* **Rows**
┄┄┄┄┄┄┄┄┄┄
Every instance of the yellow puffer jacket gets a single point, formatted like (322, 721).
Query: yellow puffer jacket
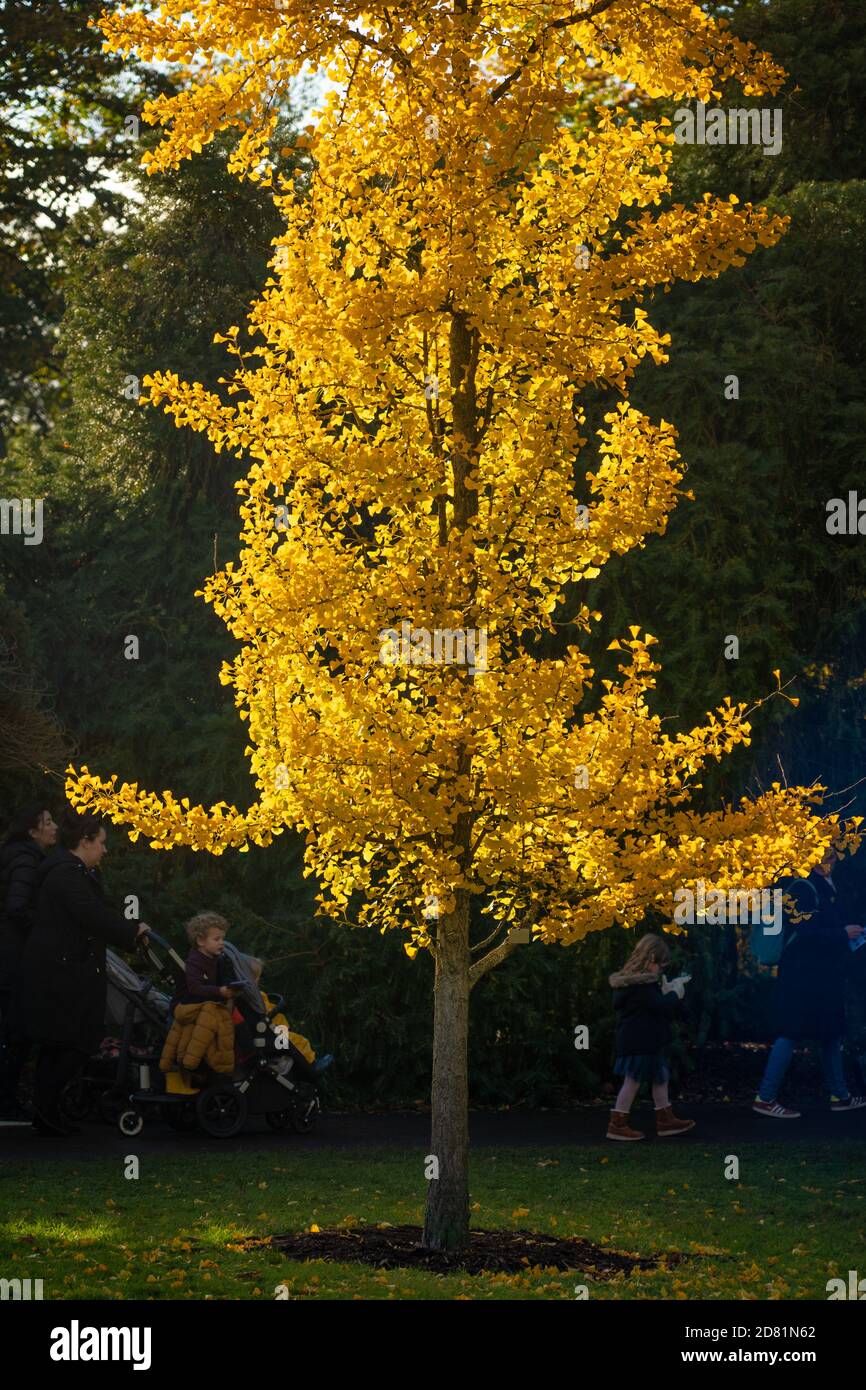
(200, 1033)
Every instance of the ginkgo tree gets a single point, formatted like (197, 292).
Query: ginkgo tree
(467, 252)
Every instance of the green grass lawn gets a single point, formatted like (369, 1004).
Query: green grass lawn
(795, 1218)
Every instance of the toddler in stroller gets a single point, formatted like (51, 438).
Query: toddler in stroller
(264, 1076)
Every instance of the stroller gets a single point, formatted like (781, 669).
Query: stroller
(270, 1076)
(136, 1022)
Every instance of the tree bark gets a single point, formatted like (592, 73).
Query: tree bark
(446, 1216)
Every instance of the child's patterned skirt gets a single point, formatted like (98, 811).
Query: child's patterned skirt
(644, 1066)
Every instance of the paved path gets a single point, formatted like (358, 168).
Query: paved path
(717, 1126)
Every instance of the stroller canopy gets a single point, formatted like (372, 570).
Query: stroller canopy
(123, 984)
(241, 970)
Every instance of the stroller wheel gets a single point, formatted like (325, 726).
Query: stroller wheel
(131, 1123)
(221, 1109)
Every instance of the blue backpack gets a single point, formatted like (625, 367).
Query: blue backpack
(768, 947)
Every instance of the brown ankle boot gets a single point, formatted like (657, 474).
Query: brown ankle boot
(617, 1126)
(667, 1123)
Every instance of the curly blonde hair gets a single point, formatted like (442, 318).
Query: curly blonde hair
(202, 923)
(651, 950)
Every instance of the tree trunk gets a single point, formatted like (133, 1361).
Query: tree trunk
(446, 1218)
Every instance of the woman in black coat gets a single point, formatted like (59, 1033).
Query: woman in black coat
(811, 991)
(63, 975)
(29, 837)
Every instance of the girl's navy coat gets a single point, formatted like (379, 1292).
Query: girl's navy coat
(811, 994)
(63, 973)
(642, 1014)
(20, 865)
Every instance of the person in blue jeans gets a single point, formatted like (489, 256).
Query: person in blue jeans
(811, 993)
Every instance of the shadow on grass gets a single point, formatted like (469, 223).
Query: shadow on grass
(489, 1251)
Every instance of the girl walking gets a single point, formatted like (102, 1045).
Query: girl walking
(644, 1002)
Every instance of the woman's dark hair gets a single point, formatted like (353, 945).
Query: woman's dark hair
(27, 819)
(74, 829)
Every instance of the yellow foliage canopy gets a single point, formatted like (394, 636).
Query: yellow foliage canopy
(463, 259)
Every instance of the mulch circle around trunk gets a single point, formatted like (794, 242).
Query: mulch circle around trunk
(489, 1251)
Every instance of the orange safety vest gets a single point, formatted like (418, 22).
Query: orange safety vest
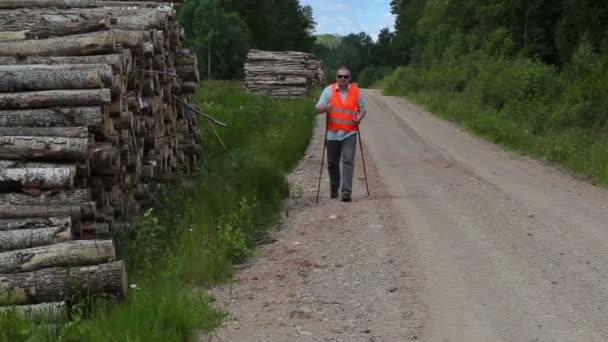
(343, 113)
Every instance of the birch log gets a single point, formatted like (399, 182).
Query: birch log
(46, 3)
(55, 98)
(81, 211)
(26, 238)
(43, 148)
(28, 24)
(63, 132)
(76, 45)
(14, 179)
(35, 223)
(60, 283)
(71, 253)
(53, 117)
(115, 60)
(16, 78)
(47, 197)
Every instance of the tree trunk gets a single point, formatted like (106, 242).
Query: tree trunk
(71, 253)
(61, 283)
(31, 24)
(26, 238)
(43, 148)
(55, 98)
(49, 178)
(76, 45)
(62, 132)
(54, 312)
(16, 78)
(35, 223)
(47, 197)
(77, 212)
(115, 60)
(46, 3)
(53, 117)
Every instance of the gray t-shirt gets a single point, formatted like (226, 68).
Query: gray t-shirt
(324, 100)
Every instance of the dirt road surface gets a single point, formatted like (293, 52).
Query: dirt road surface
(459, 241)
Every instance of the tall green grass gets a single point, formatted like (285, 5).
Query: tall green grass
(525, 105)
(199, 227)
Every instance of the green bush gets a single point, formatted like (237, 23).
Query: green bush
(371, 75)
(521, 103)
(199, 227)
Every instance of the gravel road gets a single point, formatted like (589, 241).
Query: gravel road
(459, 241)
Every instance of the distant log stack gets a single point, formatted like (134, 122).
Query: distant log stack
(93, 106)
(282, 74)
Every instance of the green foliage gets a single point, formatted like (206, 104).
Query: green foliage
(529, 74)
(521, 103)
(199, 227)
(371, 75)
(229, 28)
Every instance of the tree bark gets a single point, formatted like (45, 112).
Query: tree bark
(48, 178)
(33, 24)
(11, 240)
(76, 45)
(55, 98)
(43, 148)
(62, 132)
(46, 3)
(61, 283)
(53, 117)
(35, 223)
(16, 78)
(47, 197)
(54, 312)
(71, 253)
(115, 60)
(84, 210)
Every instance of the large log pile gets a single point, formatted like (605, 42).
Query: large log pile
(282, 74)
(94, 99)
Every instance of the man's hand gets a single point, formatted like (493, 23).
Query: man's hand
(324, 109)
(359, 117)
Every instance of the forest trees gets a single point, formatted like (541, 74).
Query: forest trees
(229, 28)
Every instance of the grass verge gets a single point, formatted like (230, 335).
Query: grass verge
(199, 227)
(520, 104)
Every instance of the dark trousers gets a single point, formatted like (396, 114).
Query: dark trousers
(345, 151)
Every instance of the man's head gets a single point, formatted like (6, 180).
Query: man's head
(343, 76)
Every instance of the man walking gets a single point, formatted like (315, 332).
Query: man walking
(345, 108)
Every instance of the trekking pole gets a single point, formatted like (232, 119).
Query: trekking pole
(363, 160)
(322, 161)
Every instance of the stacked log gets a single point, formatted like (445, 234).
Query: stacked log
(282, 74)
(93, 106)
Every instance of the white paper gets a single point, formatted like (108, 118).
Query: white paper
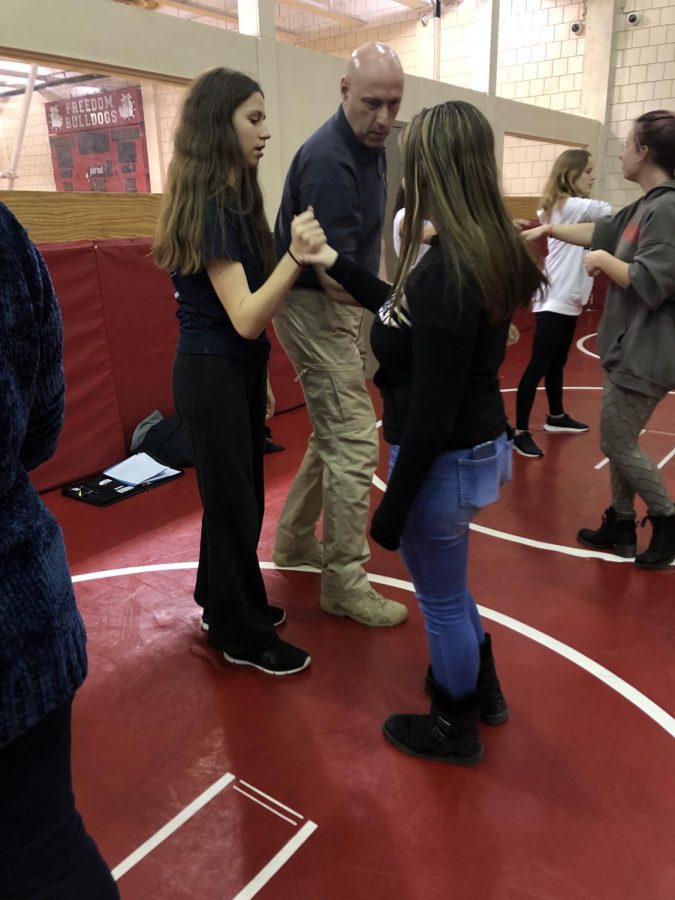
(139, 469)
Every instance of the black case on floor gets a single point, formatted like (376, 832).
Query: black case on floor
(101, 490)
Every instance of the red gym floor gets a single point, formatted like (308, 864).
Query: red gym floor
(200, 779)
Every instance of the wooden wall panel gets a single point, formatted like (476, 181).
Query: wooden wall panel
(51, 216)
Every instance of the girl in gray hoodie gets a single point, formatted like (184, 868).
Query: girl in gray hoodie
(636, 340)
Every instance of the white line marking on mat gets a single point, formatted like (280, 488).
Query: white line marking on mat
(581, 345)
(271, 799)
(267, 806)
(175, 823)
(666, 459)
(622, 687)
(626, 690)
(276, 862)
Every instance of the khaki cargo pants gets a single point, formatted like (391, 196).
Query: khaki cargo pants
(323, 341)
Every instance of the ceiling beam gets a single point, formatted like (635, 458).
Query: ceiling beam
(415, 4)
(318, 9)
(199, 9)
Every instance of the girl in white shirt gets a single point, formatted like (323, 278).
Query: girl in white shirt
(566, 199)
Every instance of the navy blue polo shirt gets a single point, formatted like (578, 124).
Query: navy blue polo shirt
(346, 183)
(204, 325)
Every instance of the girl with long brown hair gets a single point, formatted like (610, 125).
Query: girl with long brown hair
(440, 335)
(213, 237)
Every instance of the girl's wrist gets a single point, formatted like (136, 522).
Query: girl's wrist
(294, 258)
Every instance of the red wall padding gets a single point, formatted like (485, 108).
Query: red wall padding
(140, 316)
(92, 436)
(120, 331)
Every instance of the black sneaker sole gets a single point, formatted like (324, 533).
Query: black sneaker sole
(653, 566)
(528, 455)
(435, 757)
(262, 668)
(625, 551)
(280, 621)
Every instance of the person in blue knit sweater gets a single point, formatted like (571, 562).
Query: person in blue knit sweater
(44, 850)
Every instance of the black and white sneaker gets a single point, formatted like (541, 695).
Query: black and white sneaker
(278, 617)
(565, 424)
(279, 658)
(525, 445)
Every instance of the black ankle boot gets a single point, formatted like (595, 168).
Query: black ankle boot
(661, 550)
(448, 734)
(493, 708)
(619, 535)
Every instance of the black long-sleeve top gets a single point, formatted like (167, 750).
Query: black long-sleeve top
(439, 360)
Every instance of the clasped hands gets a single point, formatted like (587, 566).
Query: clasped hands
(308, 241)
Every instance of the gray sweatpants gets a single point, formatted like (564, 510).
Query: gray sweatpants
(624, 415)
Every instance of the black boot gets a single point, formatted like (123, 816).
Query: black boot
(619, 535)
(661, 550)
(493, 707)
(448, 734)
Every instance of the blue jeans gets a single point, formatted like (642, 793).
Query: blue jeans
(434, 547)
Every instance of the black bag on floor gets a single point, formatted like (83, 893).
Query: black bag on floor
(168, 443)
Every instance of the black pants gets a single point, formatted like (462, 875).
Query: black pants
(221, 404)
(45, 853)
(553, 336)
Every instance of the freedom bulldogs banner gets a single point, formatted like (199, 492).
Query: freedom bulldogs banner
(122, 107)
(98, 142)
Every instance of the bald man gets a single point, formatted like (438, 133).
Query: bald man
(341, 171)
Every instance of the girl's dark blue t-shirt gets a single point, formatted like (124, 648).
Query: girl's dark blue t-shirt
(205, 327)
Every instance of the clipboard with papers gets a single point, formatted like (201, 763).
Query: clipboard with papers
(139, 472)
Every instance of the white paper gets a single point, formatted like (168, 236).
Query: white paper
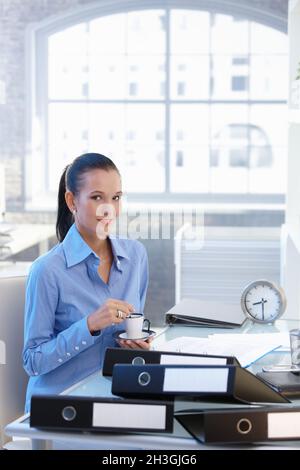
(169, 359)
(247, 348)
(196, 380)
(284, 425)
(131, 416)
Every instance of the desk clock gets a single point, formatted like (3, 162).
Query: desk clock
(263, 302)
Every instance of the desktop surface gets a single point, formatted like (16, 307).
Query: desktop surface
(96, 385)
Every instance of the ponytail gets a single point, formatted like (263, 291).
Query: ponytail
(71, 180)
(64, 217)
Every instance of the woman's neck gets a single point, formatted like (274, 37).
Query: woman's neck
(99, 246)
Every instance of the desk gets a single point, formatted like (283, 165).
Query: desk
(24, 236)
(97, 385)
┄┄┄┄┄┄┄┄┄┄
* **Exercise aim**
Reproduce the material word for word, beginning with the line that contains "Every instance of the woman's neck" and continuing through the final line.

* **Written solution**
Every instance of the woman's neck gets a single point, formatted like (274, 37).
Query: woman's neck
(99, 246)
Every instance of the desk gets a single point, formatted like (283, 165).
Query: desk
(24, 236)
(97, 385)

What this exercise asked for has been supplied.